Your goal:
Answer these from the passage on Bhoirwadi:
(a) Besides Hinjawadi, which authority has jurisdiction over Bhoirwadi?
(b) How large is International Tech Park?
(c) How is the location of International Tech Park classified?

━━━ Excerpt to read

Bhoirwadi is an area located in Hinjawadi Phase-3, Pune, in the state of Maharashtra, India. It is under the jurisdiction of Hinjawadi and Pune Metropolitan Region Development Authority (PMRDA). The Rajiv Gandhi Infotech Park Phase-3 and International Tech Park are located in this area. Bhoirwadi is well connected and near Balewadi, Baner, Aundh, Pune. Bhoirwadi used to be a village, but now it has been drastically transformed into an affluent, developed area with multinational companies and residential high-rises.

Economy
Companies situated here include Tata Consultancy Services, Capgemini, Infosys, Congnigent and Tech Mahindra. International Tech Park is a 25-acre global IT park located in Bhoirwadi. This location is classified as an IT/ITES Special Economic Zone (SEZ).

━━━━━━
━━━ Collected material

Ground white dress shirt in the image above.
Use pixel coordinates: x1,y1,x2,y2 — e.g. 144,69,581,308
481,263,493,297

━━━━━━

Solution to this task:
(a) The Pune Metropolitan Region Development Authority (PMRDA).
(b) It covers 25 acres.
(c) It is classified as an IT/ITES Special Economic Zone (SEZ).